EXERCISE MATERIAL:
— Begin —

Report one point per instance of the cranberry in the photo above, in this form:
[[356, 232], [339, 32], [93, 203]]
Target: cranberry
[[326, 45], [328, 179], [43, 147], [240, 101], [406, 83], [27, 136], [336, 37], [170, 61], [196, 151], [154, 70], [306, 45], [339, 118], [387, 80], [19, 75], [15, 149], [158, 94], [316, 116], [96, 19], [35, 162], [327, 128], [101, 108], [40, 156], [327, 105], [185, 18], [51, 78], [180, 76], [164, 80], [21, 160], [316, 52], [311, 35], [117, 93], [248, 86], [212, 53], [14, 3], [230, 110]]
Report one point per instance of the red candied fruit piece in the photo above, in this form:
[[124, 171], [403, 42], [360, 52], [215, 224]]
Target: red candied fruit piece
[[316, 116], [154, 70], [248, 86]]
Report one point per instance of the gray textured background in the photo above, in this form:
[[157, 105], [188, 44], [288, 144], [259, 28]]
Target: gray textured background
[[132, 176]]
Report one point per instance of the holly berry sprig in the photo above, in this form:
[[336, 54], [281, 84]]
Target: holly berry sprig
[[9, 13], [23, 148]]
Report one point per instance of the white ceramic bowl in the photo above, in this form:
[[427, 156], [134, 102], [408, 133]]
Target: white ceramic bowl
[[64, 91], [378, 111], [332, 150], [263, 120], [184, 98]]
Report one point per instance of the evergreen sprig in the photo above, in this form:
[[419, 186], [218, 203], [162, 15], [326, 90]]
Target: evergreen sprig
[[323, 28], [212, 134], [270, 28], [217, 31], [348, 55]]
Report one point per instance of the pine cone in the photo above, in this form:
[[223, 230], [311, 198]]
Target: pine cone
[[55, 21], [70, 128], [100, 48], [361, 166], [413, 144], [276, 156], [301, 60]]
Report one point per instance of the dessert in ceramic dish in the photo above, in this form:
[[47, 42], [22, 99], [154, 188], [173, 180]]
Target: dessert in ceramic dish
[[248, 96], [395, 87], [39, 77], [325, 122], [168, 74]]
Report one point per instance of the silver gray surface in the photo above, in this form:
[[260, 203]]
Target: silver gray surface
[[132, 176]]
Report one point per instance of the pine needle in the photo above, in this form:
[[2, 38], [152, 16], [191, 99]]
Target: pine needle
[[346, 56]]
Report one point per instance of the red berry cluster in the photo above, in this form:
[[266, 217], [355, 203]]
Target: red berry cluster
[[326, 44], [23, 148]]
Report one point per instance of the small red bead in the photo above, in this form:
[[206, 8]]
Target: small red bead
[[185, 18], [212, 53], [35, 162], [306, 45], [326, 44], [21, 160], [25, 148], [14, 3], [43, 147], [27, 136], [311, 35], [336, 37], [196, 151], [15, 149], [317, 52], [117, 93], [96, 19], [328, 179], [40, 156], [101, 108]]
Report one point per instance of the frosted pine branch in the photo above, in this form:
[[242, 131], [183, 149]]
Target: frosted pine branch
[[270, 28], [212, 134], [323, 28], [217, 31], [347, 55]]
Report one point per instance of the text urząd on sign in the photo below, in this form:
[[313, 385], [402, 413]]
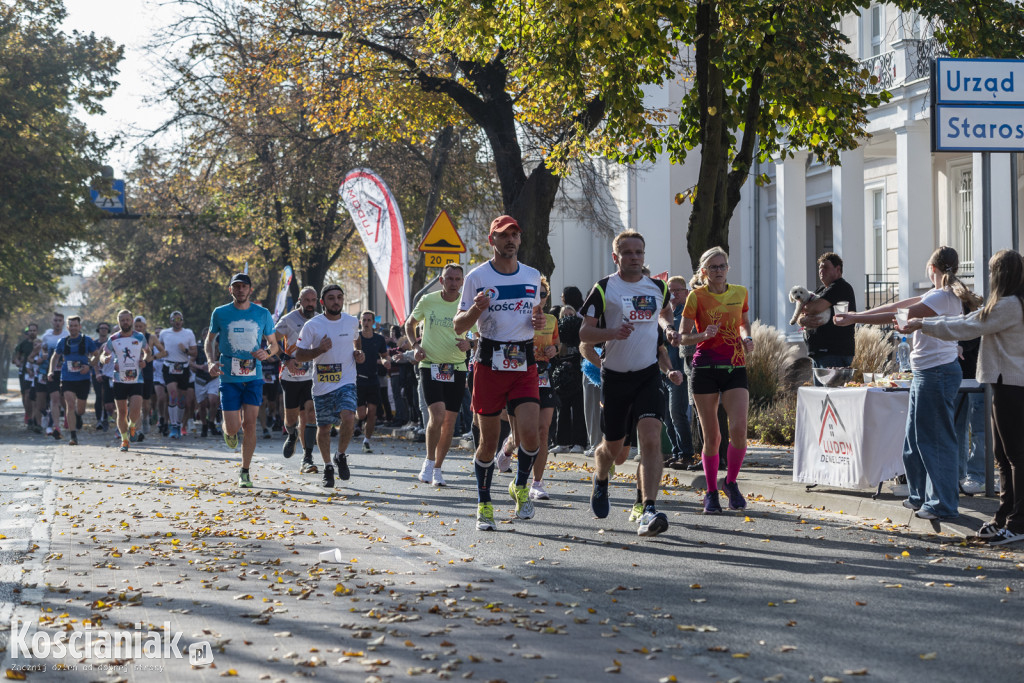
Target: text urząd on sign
[[978, 105]]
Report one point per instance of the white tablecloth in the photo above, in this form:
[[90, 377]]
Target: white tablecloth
[[849, 437]]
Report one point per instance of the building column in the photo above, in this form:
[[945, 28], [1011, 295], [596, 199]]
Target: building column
[[849, 228], [914, 205], [791, 230], [1001, 180]]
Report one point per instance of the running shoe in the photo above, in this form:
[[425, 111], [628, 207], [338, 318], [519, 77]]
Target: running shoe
[[652, 522], [636, 512], [1005, 536], [485, 517], [289, 449], [341, 464], [712, 504], [599, 504], [523, 506], [736, 500], [427, 471]]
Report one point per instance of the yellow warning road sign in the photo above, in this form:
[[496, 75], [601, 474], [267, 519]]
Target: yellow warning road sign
[[442, 238]]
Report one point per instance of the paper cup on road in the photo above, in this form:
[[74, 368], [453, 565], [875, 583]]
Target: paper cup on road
[[333, 555]]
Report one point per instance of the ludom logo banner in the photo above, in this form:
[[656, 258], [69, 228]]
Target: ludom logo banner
[[376, 214]]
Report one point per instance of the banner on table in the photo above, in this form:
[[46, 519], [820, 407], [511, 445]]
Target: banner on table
[[849, 437], [376, 214], [284, 303]]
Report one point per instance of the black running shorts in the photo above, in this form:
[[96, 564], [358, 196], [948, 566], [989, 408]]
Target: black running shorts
[[297, 394], [627, 396]]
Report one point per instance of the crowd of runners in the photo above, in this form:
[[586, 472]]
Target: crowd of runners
[[484, 333]]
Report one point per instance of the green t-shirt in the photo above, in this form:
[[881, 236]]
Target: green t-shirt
[[438, 330]]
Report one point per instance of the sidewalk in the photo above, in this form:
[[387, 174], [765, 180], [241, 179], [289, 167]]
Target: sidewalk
[[767, 475]]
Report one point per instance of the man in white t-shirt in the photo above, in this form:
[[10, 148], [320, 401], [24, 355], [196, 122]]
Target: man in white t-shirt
[[332, 341], [179, 342], [624, 311], [50, 340], [503, 298], [297, 381]]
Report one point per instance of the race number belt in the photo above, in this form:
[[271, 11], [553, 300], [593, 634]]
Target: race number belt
[[507, 356], [243, 367], [329, 373]]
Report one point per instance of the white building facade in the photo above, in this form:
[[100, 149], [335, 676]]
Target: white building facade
[[889, 205]]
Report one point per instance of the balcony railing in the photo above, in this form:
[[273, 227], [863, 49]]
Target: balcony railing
[[909, 60]]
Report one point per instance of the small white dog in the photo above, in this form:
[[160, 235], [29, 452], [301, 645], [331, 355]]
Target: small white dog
[[802, 296]]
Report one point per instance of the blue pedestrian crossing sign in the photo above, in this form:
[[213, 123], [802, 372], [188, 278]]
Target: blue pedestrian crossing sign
[[113, 201]]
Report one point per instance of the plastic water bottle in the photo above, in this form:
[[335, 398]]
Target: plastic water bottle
[[903, 355]]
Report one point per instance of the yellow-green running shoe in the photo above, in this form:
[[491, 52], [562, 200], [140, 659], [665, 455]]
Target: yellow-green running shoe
[[636, 512], [485, 517], [523, 506]]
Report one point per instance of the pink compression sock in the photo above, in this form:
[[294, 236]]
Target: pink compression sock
[[734, 460], [711, 470]]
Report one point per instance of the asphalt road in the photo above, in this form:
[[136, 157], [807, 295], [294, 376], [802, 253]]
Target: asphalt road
[[775, 593]]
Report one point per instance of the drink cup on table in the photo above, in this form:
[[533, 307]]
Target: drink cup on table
[[902, 317]]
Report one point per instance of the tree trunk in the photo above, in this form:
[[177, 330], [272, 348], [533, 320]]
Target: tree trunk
[[702, 230], [531, 207]]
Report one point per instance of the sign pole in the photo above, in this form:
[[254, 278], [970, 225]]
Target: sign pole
[[1015, 204]]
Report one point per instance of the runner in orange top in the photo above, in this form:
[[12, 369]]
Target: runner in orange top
[[715, 318]]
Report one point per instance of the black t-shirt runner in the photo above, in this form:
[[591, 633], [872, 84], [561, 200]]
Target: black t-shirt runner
[[372, 348], [829, 339]]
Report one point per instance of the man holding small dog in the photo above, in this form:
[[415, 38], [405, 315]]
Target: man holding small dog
[[828, 345]]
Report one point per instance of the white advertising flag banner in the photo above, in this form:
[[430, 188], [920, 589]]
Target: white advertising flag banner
[[849, 437], [376, 214]]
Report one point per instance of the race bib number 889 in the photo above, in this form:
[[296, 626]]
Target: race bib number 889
[[639, 308]]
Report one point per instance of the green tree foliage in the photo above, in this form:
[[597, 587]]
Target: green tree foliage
[[47, 157], [537, 79], [259, 166]]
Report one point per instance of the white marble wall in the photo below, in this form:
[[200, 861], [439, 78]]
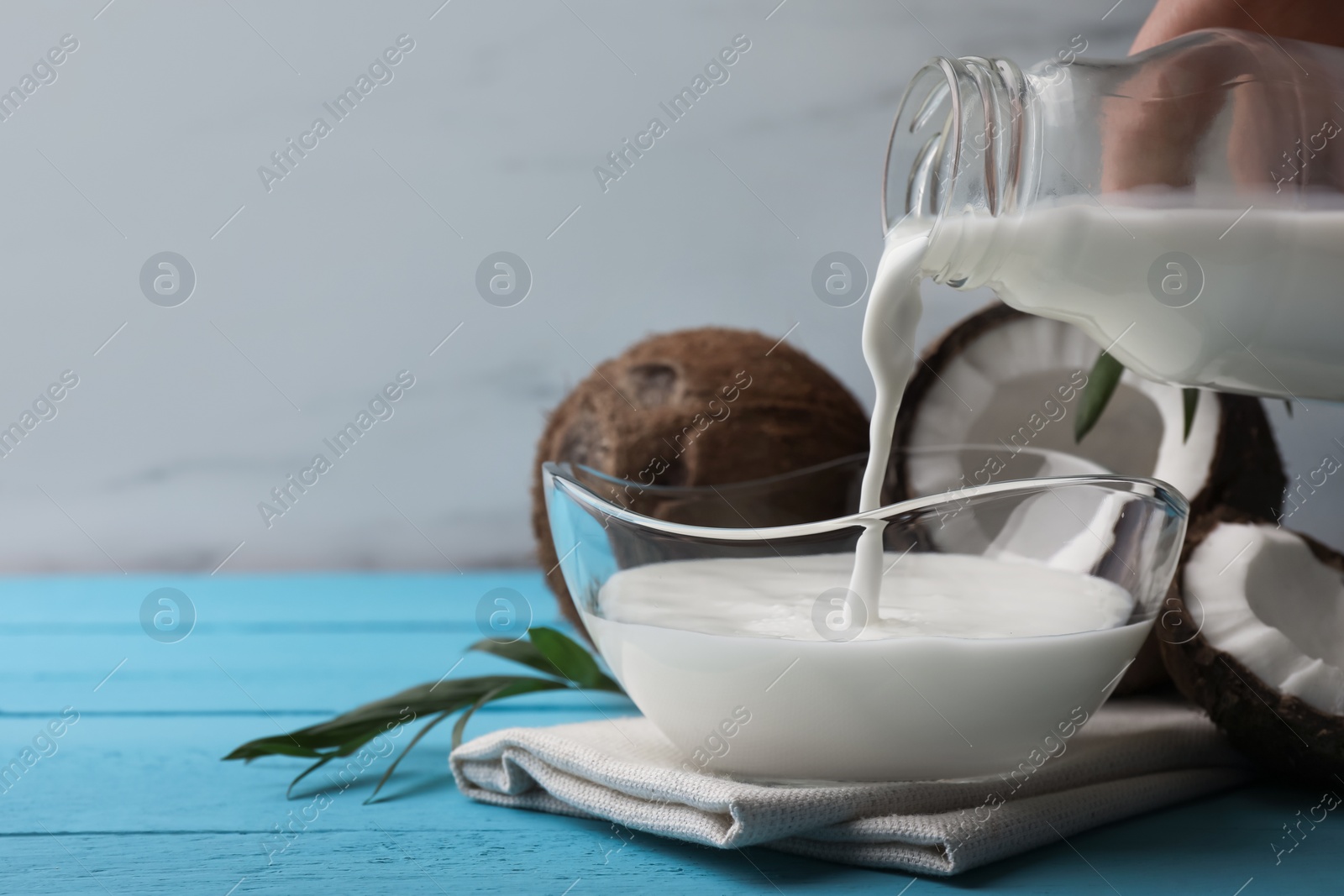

— End —

Can you update every item above so that "in this form" becomes "in this format", with nothing else changed and the pictures left out?

Report one point per instance of the cranberry in the photo above, in this format:
[[356, 232], [339, 32], [93, 203]]
Target: cranberry
[[326, 45], [328, 179], [43, 147], [240, 101], [406, 83], [27, 136], [336, 37], [170, 61], [196, 151], [154, 70], [306, 45], [339, 118], [387, 80], [19, 75], [15, 149], [158, 94], [316, 116], [96, 19], [35, 162], [327, 128], [101, 108], [40, 156], [327, 105], [185, 18], [51, 78], [180, 76], [164, 80], [21, 160], [316, 52], [311, 35], [117, 93], [248, 86], [212, 53], [14, 3], [230, 110]]
Report one point per instance of the red candied fruit piece in the photo above, in this format:
[[124, 171], [403, 42], [360, 52], [215, 224]]
Target: red candied fruit piece
[[316, 116], [154, 70], [248, 86]]
Report one point per instance of the gray textured background in the photo above, in this format:
[[157, 105], [188, 44], [288, 144], [259, 28]]
Target: gray textured background
[[132, 176]]
Report one point per instance of the holly berry sprig in the photo above, in this format:
[[336, 54], [281, 84]]
Target: holly berry sprig
[[9, 13], [23, 148]]
Report one point per instance of the white ceramic bowl in the photo above, in this format:
[[427, 156], [134, 102], [408, 133]]
Target: white ceramic bowl
[[64, 91], [378, 111], [332, 150], [263, 120], [184, 98]]
Report one point per instance of the evergreen sprig in the photo above, in this format:
[[419, 186], [218, 203], [162, 15], [326, 90]]
Target: evergreen sprig
[[323, 28], [212, 134], [270, 28], [217, 31], [348, 55]]
Report one point per instance of the pine cone in the photo above, in this format:
[[223, 230], [311, 198]]
Target: pine cone
[[55, 21], [70, 128], [100, 48], [361, 166], [413, 144], [276, 156], [301, 60]]
Report one point per instance of the dessert in ceramic dish in the photo above, in this format:
[[47, 42], [22, 99], [154, 188], [173, 180]]
Target: dessert in ceramic dish
[[248, 96], [395, 87], [39, 77], [325, 122], [168, 74]]
Report one point per instance of the silver gray surface in the photo above, in this format:
[[260, 203]]
Target: silver gray surface
[[132, 176]]
Report one point per instance of the pine needle in the photo above, in this format:
[[2, 38], [152, 16], [191, 99]]
Target: pine needle
[[346, 56]]
Report one point per instance of the red berry cluster in the photo above, in this format:
[[266, 217], [355, 203]]
Target: red berry cluster
[[326, 44], [23, 148]]
Report one point per instance of the small red bead in the photo above, in this format:
[[206, 8]]
Target: small red bead
[[185, 18], [212, 53], [35, 162], [306, 45], [326, 44], [21, 160], [25, 148], [14, 3], [43, 147], [27, 136], [311, 35], [336, 37], [196, 151], [15, 149], [317, 52], [117, 93], [96, 19], [328, 179], [40, 156], [101, 108]]
Report one point per instance of the frosted pine branch in the photo above, in this format:
[[242, 131], [183, 149]]
Target: frosted pine branch
[[270, 28], [212, 134], [323, 28], [217, 31], [347, 55]]
Report one point per instance of the text urząd on sign in the photo below, in this format:
[[313, 385], [402, 413]]
Target: text urząd on sign
[[978, 105]]
Report one point per instance of the white tablecloth in the photo above, in this format:
[[90, 377]]
Target: white tablecloth
[[849, 437]]
Report one point per instance of the building column in the photo above, in this format:
[[945, 28], [1011, 295], [596, 199]]
Target: building column
[[849, 228], [914, 205], [791, 230], [1001, 180]]
Report one point per instance of the running shoe in the photo above, in this format:
[[425, 111], [628, 207], [338, 318], [519, 77]]
Target: running shoe
[[652, 522], [636, 512], [1005, 536], [485, 517], [289, 449], [341, 464], [712, 504], [599, 504], [523, 506], [736, 500], [427, 471]]
Report one point per instance of the yellow warning road sign in the photo above, in this format:
[[496, 75], [601, 474], [267, 519]]
Target: yellow warning road sign
[[442, 238]]
Report one point per instance of the paper cup on road in the photo above, in this format:
[[74, 368], [453, 565], [875, 583]]
Target: paper cup on road
[[333, 555]]
Report one point per instance of the ludom logo banner in the photo above, in this format:
[[656, 258], [69, 228]]
Target: ludom logo banner
[[376, 214]]
Report one point per instance of the banner on table in the photo above, in this format:
[[46, 519], [820, 407], [511, 445]]
Target: banner on table
[[849, 437], [376, 214], [284, 303]]
Report one point per instance of the black running shorts in the photo above, in this format:
[[96, 564], [358, 196], [948, 566], [989, 408]]
Target: black running shorts
[[297, 394], [627, 396]]
Report one point per instance of the crowd of runners in the photo above, in this format:
[[586, 472]]
Target: crowd of runners
[[484, 333]]
Report one point per instance of the green t-shirt in the photo above, in this format:
[[881, 236]]
Target: green t-shirt
[[438, 330]]
Report one point per instance of the sidewalk in the photo above, in this format:
[[387, 174], [765, 180], [241, 179], [289, 167]]
Target: sidewalk
[[767, 475]]
Report one point per instance of the man in white t-shirt in the photo above, in this format:
[[10, 148], [320, 401], [24, 355], [196, 122]]
Target: man in white t-shirt
[[332, 341], [179, 342], [624, 311], [50, 340], [503, 298], [297, 381]]
Report one point per instance of the race number belt in the photo above, in this format:
[[271, 11], [553, 300], [593, 634]]
Target: race number belt
[[507, 356], [243, 367], [329, 373]]
Report one point per instance of the white building facade in the photo above, in this format:
[[100, 149], [335, 676]]
Target: white building facade
[[889, 205]]
Report one point per instance of the balcony railing in the photo above, in this format:
[[273, 227], [863, 49]]
Target: balcony railing
[[909, 60]]
Report one point per instance of the small white dog in the photo above, in this format:
[[160, 235], [29, 452], [301, 645], [331, 355]]
Target: small white dog
[[802, 296]]
Report one point per instance of the blue pedestrian crossing sign in the photo above, in this format:
[[213, 123], [802, 372], [188, 278]]
Target: blue pedestrian crossing sign
[[113, 201]]
Report one point per instance of the plastic water bottle in the photo above, in this format:
[[335, 398]]
Target: plastic water bottle
[[903, 355]]
Report one point per instance of the yellow-green running shoe in the photo above, in this format:
[[491, 52], [562, 200], [140, 659], [665, 455]]
Target: yellow-green running shoe
[[636, 512], [485, 517], [523, 506]]
Report one point per instance of the pink compression sock in the photo above, in this format:
[[294, 236]]
Target: pink compression sock
[[734, 460], [711, 470]]
Report one point per instance of the asphalt road in the photo above, in this format:
[[136, 157], [807, 295], [294, 376], [802, 253]]
Target: asphalt road
[[775, 593]]
Report one point per instance of the drink cup on table in the photo above, in this format:
[[533, 307]]
Target: drink cup on table
[[902, 317]]
Report one point per instance of the tree trunk in the photo above, in this format:
[[177, 330], [272, 348], [533, 320]]
Target: tree trunk
[[702, 230], [531, 207]]
Report one point per instance of the sign pole in the photo above, in this format:
[[254, 278], [970, 225]]
Target: sign pole
[[1015, 204]]
Report one point per instance of the runner in orange top in the photo above, in this format:
[[12, 369]]
Target: runner in orange top
[[715, 318]]
Report one point per instance of the black t-shirt runner in the photo above, in this format:
[[591, 633], [872, 84], [561, 200]]
Target: black t-shirt runner
[[372, 348], [829, 339]]
Report one point per instance of the man holding small dog in the photo above, in this format:
[[415, 38], [405, 315]]
Target: man holding small dog
[[828, 345]]
Report one point per instance of the white advertising flag banner in the photo above, in this format:
[[430, 188], [920, 589]]
Target: white advertising flag banner
[[849, 437], [376, 214]]
Report one point per instance of the race bib number 889 in the photo above, in this format:
[[296, 626]]
Target: race bib number 889
[[639, 308]]
Report one point per instance of the green tree foliage in the photo above, in this format:
[[597, 587]]
Target: green tree foliage
[[47, 157], [537, 79], [259, 166]]
Report one point per instance of the white marble wall in the photo below, in this format:
[[200, 861], [439, 78]]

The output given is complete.